GIVEN TASK: List each line of the records below that contains the string "nostril", copying every such line in full.

Stored dataset items:
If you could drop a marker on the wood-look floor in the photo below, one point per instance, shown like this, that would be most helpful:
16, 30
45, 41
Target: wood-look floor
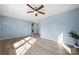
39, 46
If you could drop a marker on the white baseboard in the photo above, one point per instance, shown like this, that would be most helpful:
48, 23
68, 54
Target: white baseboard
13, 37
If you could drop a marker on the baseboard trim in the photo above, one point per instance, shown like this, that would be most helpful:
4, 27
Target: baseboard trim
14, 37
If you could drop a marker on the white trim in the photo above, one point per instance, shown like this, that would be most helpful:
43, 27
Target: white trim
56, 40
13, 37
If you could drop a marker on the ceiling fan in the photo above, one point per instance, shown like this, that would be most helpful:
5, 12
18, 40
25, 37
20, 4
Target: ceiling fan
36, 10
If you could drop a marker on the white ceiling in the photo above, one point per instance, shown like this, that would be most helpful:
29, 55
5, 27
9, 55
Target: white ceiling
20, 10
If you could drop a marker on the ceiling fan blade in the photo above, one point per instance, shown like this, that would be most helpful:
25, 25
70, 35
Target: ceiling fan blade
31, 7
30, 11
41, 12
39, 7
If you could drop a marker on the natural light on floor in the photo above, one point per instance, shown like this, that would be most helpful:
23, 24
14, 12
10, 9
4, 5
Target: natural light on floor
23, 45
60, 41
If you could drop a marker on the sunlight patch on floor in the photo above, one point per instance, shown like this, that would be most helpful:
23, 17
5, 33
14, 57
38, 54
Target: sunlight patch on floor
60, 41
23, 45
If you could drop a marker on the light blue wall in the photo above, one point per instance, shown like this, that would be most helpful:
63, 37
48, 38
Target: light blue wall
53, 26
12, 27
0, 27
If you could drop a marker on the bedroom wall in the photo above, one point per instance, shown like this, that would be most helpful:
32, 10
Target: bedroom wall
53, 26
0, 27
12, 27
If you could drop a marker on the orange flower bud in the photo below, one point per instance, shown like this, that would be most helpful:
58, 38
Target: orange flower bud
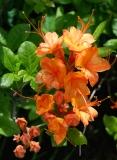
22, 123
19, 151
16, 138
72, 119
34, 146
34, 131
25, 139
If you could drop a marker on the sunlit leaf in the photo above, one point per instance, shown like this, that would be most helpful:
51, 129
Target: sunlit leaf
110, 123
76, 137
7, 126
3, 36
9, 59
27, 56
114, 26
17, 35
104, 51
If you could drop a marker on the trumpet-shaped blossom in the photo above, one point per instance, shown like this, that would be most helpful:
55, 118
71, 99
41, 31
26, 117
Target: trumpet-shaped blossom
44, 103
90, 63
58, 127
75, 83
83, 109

* * *

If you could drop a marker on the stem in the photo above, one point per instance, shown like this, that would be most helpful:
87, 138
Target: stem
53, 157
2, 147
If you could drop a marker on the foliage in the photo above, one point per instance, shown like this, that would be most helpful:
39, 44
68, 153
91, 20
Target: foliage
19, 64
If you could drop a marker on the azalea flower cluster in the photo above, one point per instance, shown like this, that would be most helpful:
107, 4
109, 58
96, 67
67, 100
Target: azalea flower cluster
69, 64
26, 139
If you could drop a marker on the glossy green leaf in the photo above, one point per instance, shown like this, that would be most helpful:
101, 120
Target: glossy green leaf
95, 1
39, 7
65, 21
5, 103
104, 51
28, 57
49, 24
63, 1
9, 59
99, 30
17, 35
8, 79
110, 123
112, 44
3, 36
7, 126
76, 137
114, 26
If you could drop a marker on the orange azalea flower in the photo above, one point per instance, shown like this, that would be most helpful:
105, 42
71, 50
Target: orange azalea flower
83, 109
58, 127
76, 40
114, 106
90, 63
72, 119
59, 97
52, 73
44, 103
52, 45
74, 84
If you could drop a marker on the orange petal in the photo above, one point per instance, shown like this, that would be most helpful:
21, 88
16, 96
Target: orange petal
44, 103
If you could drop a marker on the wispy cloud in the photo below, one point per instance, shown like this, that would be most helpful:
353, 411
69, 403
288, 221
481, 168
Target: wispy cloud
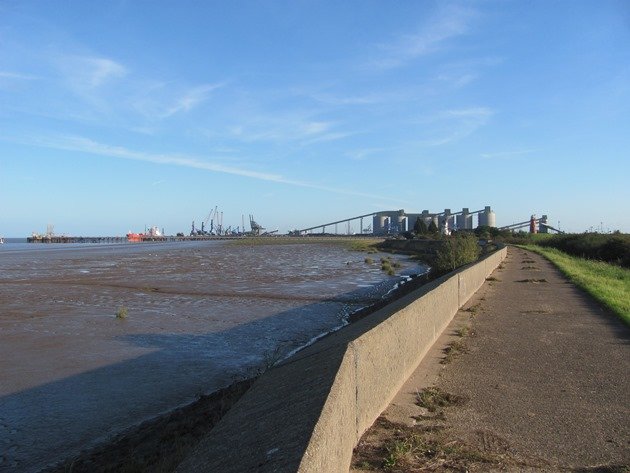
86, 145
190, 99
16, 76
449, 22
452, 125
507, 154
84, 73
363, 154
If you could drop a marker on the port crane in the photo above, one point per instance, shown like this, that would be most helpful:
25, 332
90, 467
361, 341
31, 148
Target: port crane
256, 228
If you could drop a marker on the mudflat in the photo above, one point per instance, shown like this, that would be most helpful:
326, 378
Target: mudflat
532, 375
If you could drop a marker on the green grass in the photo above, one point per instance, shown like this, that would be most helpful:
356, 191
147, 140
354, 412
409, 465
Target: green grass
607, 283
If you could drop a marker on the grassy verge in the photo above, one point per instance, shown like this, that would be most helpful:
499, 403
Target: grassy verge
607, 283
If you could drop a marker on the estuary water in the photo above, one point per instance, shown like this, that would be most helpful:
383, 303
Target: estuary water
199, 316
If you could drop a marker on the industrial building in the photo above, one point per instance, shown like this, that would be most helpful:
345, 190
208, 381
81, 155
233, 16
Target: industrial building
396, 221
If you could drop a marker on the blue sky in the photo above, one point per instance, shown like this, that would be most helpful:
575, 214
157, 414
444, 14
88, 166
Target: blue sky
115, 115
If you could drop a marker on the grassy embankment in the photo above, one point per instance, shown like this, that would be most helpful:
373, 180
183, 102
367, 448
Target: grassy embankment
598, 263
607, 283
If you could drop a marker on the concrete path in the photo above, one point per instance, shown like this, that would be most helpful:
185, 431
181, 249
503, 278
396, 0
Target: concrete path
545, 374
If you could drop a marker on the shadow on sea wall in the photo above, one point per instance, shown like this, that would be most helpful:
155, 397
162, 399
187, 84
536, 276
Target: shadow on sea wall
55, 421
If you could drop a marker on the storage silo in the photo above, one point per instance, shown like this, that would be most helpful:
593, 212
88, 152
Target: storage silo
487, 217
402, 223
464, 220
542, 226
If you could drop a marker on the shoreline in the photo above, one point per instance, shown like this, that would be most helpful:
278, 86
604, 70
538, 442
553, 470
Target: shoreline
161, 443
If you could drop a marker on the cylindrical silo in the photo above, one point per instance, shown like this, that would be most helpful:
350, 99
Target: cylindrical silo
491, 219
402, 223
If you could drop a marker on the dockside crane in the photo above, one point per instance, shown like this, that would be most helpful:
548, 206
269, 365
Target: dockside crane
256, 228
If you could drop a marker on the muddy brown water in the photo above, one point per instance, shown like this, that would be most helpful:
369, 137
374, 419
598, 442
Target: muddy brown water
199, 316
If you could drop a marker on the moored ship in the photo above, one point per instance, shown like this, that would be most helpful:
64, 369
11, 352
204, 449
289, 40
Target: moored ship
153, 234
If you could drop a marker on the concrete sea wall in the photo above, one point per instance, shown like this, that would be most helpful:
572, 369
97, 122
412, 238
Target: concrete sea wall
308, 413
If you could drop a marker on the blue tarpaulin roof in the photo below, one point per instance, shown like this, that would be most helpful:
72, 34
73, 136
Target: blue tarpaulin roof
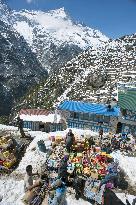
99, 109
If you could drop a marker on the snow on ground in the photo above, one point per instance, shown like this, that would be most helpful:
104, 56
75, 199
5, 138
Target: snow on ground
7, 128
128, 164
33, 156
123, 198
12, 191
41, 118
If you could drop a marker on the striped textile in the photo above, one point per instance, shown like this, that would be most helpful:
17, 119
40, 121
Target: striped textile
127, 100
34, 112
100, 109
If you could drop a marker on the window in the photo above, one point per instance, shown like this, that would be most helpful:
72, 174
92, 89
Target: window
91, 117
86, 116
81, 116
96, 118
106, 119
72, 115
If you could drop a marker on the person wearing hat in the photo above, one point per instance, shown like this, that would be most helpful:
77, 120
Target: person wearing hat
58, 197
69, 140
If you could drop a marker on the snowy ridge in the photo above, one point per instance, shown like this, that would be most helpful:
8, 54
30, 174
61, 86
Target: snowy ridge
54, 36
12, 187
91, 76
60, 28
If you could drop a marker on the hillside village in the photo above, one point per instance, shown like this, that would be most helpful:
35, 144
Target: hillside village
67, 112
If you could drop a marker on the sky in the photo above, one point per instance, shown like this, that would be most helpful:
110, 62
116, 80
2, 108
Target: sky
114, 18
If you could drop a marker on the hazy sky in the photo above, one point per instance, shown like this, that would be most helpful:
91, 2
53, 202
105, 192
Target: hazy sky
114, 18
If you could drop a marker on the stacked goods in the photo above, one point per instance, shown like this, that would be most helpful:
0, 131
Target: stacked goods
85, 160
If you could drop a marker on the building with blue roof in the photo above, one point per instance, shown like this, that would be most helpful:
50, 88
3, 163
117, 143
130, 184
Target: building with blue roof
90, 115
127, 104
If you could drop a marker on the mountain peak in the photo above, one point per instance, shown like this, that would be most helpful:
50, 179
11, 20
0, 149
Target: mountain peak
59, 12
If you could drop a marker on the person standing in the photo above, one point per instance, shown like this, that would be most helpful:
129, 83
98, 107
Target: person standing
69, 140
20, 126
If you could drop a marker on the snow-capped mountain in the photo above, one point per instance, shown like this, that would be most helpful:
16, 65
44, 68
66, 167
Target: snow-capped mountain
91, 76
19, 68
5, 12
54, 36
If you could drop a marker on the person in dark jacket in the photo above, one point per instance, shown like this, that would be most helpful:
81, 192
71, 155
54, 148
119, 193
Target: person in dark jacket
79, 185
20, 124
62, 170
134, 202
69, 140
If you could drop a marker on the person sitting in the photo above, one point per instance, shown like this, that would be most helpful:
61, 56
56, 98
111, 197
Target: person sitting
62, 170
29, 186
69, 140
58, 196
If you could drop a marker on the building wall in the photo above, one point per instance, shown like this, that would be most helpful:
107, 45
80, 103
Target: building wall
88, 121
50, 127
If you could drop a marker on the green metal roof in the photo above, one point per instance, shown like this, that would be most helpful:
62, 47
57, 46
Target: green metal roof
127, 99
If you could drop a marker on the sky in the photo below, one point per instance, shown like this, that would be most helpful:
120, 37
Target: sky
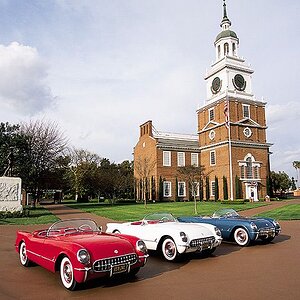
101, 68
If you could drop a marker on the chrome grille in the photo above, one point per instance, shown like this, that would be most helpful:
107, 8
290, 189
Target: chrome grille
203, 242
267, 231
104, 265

---

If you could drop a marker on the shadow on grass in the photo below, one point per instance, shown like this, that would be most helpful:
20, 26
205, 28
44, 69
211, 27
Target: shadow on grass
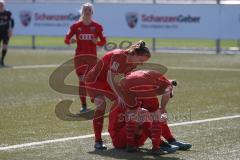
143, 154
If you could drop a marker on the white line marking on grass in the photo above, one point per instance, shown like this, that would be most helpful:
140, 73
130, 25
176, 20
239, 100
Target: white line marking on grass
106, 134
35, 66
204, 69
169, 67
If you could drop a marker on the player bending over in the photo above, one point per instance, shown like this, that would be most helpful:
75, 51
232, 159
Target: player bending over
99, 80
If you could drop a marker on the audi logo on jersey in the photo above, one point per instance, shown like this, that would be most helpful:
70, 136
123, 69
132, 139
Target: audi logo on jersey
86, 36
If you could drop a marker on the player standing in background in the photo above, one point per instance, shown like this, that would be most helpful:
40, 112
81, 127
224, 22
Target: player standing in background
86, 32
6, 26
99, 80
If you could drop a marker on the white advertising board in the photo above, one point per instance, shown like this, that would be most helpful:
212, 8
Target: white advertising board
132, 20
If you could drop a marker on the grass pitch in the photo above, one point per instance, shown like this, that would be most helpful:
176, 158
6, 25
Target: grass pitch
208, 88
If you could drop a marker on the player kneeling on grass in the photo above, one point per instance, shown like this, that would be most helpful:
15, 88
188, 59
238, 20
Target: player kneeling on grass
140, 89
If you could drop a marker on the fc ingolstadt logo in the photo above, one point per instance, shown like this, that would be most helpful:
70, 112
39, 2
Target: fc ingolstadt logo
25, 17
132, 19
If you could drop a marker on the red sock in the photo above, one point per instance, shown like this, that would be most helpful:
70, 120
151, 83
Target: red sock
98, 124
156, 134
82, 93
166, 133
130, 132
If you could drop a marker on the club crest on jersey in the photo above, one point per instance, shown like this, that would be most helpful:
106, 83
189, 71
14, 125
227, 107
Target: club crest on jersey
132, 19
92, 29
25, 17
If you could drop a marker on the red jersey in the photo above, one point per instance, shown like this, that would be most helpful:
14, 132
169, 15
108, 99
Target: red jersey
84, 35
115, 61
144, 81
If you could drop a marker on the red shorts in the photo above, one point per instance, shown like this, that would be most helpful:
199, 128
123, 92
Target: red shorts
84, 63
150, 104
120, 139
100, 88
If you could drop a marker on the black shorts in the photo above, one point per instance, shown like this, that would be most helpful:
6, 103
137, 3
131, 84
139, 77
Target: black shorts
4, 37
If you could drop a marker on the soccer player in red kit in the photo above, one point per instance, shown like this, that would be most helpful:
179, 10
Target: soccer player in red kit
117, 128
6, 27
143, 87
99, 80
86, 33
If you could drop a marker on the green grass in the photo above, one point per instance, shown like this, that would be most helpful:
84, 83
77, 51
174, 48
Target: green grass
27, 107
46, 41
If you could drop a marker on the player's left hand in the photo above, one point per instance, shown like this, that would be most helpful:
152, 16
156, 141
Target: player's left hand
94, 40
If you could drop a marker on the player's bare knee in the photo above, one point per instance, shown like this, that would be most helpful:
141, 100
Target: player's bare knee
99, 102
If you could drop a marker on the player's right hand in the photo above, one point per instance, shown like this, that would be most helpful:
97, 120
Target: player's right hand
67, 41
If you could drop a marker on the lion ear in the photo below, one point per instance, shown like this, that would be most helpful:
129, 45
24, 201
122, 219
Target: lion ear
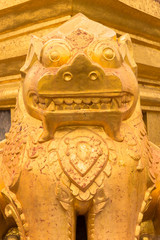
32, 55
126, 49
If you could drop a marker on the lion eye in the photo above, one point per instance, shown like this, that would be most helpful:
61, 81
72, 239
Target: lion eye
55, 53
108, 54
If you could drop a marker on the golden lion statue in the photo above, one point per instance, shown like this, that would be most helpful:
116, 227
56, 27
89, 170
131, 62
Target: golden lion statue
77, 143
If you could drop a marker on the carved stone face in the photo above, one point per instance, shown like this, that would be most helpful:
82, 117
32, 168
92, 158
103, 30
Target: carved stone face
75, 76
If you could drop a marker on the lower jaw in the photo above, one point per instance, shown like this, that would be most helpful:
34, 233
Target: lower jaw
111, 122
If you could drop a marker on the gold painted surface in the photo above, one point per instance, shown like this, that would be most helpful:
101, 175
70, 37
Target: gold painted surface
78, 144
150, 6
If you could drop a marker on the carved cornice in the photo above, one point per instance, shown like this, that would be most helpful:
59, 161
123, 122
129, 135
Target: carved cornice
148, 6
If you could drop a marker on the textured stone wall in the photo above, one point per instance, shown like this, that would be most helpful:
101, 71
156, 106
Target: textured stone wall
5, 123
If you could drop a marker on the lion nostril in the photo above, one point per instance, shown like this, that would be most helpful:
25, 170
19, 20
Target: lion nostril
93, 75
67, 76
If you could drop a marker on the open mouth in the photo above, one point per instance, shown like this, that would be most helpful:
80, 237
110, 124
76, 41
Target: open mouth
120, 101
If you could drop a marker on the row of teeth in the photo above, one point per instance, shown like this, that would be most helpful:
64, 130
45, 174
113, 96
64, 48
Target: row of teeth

REPLY TO THE EXERCISE:
If you could drop a marker on the lion nostril in the photo above, one point per instance, shown like this, that would be most helpful:
Target: lion nostril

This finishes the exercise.